Set down the full listing exactly as given. Any pictures are to be left out.

* * *

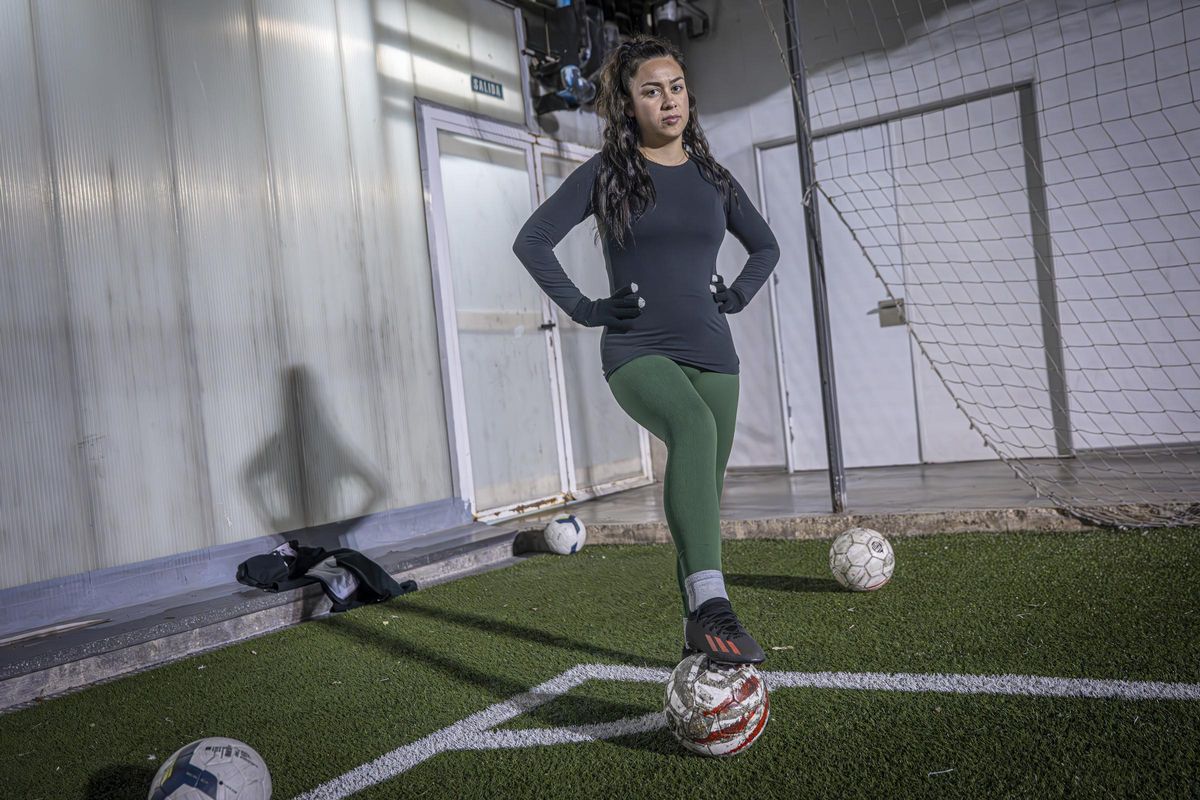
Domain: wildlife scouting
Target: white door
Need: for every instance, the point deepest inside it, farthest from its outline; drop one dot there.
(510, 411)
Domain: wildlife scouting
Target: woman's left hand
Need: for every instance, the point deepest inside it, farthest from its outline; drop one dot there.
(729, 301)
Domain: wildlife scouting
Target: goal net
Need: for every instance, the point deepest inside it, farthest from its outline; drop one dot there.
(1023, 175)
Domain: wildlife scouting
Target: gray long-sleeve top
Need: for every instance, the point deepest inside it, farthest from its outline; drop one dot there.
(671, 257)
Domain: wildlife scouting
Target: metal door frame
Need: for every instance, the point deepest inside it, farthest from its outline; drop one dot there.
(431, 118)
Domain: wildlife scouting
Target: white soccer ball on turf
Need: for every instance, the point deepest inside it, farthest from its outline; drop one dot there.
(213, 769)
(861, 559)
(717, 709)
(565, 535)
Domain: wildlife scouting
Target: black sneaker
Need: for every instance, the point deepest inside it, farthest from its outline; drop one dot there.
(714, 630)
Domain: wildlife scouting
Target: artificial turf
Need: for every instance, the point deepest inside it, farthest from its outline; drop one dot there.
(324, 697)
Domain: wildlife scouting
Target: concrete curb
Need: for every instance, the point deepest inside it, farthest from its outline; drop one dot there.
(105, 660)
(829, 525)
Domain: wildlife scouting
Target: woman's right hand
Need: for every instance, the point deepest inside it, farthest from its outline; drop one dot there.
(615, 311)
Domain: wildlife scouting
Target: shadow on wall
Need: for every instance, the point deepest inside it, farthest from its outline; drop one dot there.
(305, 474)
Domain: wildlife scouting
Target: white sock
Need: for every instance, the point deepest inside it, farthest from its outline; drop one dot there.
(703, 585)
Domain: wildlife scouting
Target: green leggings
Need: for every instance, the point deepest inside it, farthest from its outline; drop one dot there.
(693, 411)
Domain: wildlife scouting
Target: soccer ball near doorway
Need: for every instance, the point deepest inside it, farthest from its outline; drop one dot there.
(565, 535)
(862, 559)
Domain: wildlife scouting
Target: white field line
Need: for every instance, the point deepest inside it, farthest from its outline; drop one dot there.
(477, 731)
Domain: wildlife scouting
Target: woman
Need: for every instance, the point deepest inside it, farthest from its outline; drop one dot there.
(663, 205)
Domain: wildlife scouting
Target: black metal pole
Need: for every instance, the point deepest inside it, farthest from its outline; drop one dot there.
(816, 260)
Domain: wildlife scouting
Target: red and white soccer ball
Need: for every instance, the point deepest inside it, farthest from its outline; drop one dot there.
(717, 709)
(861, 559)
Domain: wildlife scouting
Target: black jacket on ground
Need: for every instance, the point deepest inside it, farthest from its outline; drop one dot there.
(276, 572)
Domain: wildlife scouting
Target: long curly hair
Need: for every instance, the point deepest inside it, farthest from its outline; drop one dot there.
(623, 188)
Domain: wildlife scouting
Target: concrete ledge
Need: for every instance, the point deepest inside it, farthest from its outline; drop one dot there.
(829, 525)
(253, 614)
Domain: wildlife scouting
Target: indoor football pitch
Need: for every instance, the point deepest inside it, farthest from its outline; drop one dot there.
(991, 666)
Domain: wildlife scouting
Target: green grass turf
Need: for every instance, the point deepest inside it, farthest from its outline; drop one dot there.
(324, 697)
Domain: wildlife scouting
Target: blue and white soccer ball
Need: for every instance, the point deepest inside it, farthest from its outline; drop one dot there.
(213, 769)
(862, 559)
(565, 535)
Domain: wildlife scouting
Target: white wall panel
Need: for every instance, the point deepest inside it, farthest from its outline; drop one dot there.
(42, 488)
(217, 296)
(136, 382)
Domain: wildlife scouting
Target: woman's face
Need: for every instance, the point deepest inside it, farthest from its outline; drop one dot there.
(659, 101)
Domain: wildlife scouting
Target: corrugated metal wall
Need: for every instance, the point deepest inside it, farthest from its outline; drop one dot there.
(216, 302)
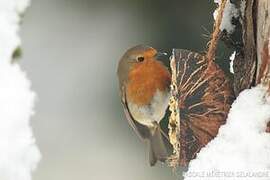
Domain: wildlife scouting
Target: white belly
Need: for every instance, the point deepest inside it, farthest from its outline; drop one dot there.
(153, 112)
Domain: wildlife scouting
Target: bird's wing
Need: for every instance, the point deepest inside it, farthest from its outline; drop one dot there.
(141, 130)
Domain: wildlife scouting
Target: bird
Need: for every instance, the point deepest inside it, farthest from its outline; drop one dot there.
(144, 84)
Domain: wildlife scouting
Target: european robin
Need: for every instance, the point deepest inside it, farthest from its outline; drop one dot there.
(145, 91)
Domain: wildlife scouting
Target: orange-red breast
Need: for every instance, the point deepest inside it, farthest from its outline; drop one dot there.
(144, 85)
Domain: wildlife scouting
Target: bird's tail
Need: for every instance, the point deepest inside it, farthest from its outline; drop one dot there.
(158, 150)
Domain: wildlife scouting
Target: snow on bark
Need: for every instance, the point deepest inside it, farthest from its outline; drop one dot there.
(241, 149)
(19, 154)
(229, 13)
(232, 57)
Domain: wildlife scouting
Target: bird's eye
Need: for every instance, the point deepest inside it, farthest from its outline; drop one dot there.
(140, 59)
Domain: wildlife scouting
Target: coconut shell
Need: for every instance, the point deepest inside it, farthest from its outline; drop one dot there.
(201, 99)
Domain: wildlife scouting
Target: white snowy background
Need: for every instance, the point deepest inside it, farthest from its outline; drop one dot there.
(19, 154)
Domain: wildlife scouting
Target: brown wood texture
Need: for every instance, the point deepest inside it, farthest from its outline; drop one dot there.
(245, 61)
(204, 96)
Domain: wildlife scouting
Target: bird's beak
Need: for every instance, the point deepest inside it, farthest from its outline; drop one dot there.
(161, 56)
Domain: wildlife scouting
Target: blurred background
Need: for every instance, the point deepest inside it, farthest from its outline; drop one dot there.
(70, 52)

* * *

Result for this task
Domain: wildlife scouting
Target: white door
Need: for every instance, the point deepest inside it, farthest from its outline; drop one dot there.
(510, 411)
Domain: wildlife scouting
Target: woman's left hand
Need: for every instance, the point deepest inside it, farthest from its outline; drop one dot there.
(729, 301)
Domain: wildlife scouting
Target: goal net
Need: for every instance, the point deepest inside it, farthest from its outline; drop one dot there.
(1023, 175)
Domain: wildlife scouting
Target: gray long-sleeve top
Need: for every instance, the point deepest inside it, farthest from its outline; drop one dot there.
(671, 257)
Domain: wildlife scouting
Target: metal door frame
Need: for every instance, the point deepest inside it, farthest from its outline; drop one dot there.
(431, 118)
Domain: wildlife scouting
Target: white soccer ball on turf
Need: for every instance, the point deepest inside it, farthest from its outline; drop one dot there.
(213, 769)
(861, 559)
(717, 709)
(565, 535)
Domain: wildlife scouting
Target: black sneaker
Need: for every instance, the point deepest inside it, farthest from its outline; drop one dot there.
(714, 630)
Domain: wildlife scouting
Target: artificial turf
Need: for every instance, the point deepest inside it, farthest from its outline; drop one dot there.
(324, 697)
Domain: wildlife scouting
Target: concrete curb
Need: for every instance, the point deepest inside it, farthest from its outline; drop one dot there.
(105, 660)
(829, 525)
Domain: wildlife scouting
Target: woman's right hand
Need: for every instance, the point deepest inside it, farthest from its outline; drop one dot there.
(615, 311)
Domain: wildlife scouting
Target: shadow on wall
Need: for every instance, the point deepest inside it, farthest from its outline; drop one dot there.
(305, 474)
Domain: wildlife scouting
Target: white sock
Need: for every instance, the point deepest inside it, farthest from its outline; drop one dot there.
(703, 585)
Domain: wildlife scouting
Target: green leggings
Need: for every instance, the point deepest inside it, farthest from its outline; drop one dot there.
(693, 411)
Domain: wildlife scouting
Target: soccer ball near doorway
Need: for every instance, the point deepest inside it, farthest from its outline; drop one dot there.
(565, 535)
(862, 559)
Domain: wildlife scouting
Target: white field line
Need: for every instance, the point deepest inside it, farthest from its outline; drop one dot there.
(477, 731)
Domain: wildlife scouting
Target: woman
Need: for every instance, the point deepest inside it, farthest from its outline; drop one dot there.
(663, 205)
Domain: wildlife scouting
Target: black metal pole
Need: for every instance, the point deepest inside it, farthest from its outline; drop one dot there.
(816, 260)
Domain: wildlife scouting
Target: red and white soccer ball
Need: for every instance, the point deepest inside it, farthest from its outline; drop one dot there.
(717, 709)
(861, 559)
Domain: wildlife scouting
Target: black jacket on ground
Need: for every instance, the point deepest inside it, farthest from its outline; drop one dot there.
(276, 572)
Domain: wildlife scouting
Target: long curly hair
Need: for every instance, the point deepest inside it, farthest from its outline; drop one dot there.
(623, 188)
Domain: wildlife scouting
Target: concrete ledge
Need: for every instance, the point deepest inside it, farthest from its outline; drop one dot there.
(829, 525)
(253, 614)
Domain: wildlife scouting
Target: indoor football pitch
Need: for every instance, the point deepest inside it, farthest from its outline; drop one dot there.
(991, 666)
Domain: wildlife scouting
Target: green grass turf
Need: for every instance, the point deepest inside it, farthest from its outline; drop one dot there.
(324, 697)
Domain: wildlife scouting
Target: blue and white soccer ball
Need: for every instance, the point deepest inside it, farthest from its outline; drop one dot there.
(213, 769)
(862, 559)
(565, 535)
Domain: wildlife scouting
Target: white wall panel
Need: for every instance, the point deepest inside it, farthest from its outline; drop one dot there.
(42, 488)
(217, 296)
(136, 382)
Domain: wildlife scouting
Target: woman's face
Need: for every instance, the point deepest inside it, farthest from its outline; drop one dot there.
(659, 101)
Domain: wildlife scouting
Target: corrugated metal wall
Need: for every instance, the point deepest inside it, farthest from its outline; drop one dot there.
(216, 302)
Domain: wildlife scouting
Target: white belly
Need: for every instance, the point deepest inside it, farthest from its outline; drop one dot there.
(153, 112)
Domain: wildlife scouting
Target: bird's wing
Need: for every instance, the point deepest inside it, farthest from its outline; drop one dot there.
(141, 130)
Domain: wildlife scouting
Target: bird
Need: for every instance, the point deepest inside it, farthest from its outline; drop one dot there.
(144, 84)
Domain: wildlife scouting
Target: european robin
Need: for every instance, the point deepest inside it, farthest from its outline; drop one dot there.
(145, 91)
Domain: wildlife scouting
Target: orange-red breast
Need: for every instance, the point deepest inside it, farthest from its outline; drop one dot there.
(144, 85)
Domain: wildlife scouting
Target: bird's tail
Need: for every instance, the point deepest inside it, farthest from its outline; drop one dot there.
(158, 150)
Domain: wildlife scouting
Target: snow on bark
Need: for every instance, the point deepest inside it, farthest from its outline; drop one dot there.
(241, 149)
(19, 154)
(229, 13)
(232, 57)
Domain: wildlife scouting
Target: bird's eye
Need: for every instance, the point deepest inside it, farthest from its outline; drop one dot there.
(140, 59)
Domain: wildlife scouting
Target: coconut shell
Need: for every instance, the point deepest inside it, farthest from its outline; drop one dot there.
(201, 99)
Domain: wildlife scouting
Target: white snowy background
Need: for every instance, the point deepest inside it, farthest from its outline; drop one dot there.
(19, 154)
Domain: wildlife scouting
Target: brown wood texture
Need: for every instance, the point deepest inside it, farthest from its outline; drop one dot there.
(245, 61)
(204, 96)
Domain: wildlife scouting
Target: bird's beak
Need: for every instance, the point deepest inside it, farthest from its outline; drop one dot there.
(161, 56)
Domain: wildlife scouting
Target: blurred background
Need: for every instance, the point deepest inside it, farthest from its outline; drop one dot there.
(70, 52)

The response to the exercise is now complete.